[Begin Excerpted records]
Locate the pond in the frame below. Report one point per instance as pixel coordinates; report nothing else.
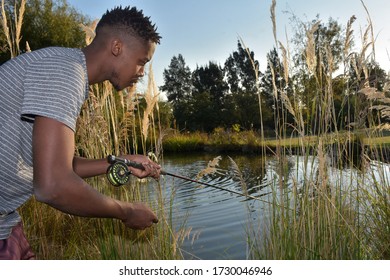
[End Excerpted records]
[Begin Excerpted records]
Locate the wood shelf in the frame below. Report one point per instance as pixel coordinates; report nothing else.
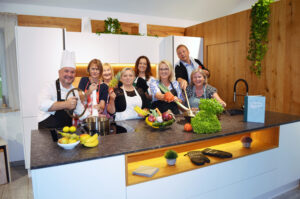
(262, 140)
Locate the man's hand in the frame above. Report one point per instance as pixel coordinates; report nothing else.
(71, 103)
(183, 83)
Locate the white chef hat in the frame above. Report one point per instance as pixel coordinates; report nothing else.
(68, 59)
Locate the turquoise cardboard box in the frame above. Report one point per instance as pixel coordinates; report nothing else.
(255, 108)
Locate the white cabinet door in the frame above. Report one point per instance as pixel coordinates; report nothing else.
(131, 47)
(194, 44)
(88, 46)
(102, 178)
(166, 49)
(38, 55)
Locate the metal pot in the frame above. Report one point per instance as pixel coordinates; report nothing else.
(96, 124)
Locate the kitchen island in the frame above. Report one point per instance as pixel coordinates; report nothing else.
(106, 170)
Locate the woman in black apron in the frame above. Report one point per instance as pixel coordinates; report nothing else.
[End Excerpted records]
▶ [Do this]: Reproduce the lines above word for word, everything from the line containing "Locate the white cabinet" down to the line containing "Locate the woman", both of those lines included.

▶ [Finished exercise]:
Locate the white cabinet door in the frame above. Report one point per instance as pixel coordinates; report nothing else.
(131, 47)
(194, 44)
(88, 46)
(102, 178)
(166, 49)
(38, 55)
Locate the metal pot in the frame above. Report one point per instance as pixel coordinates; report nothing else.
(96, 124)
Locate the kitchen island in the frame above. Report one point per instance as pixel coordinates; report nothing else.
(106, 170)
Locate the woman in black apron in the frame above. Report one point per instance as pixel coordinates; report nothing else.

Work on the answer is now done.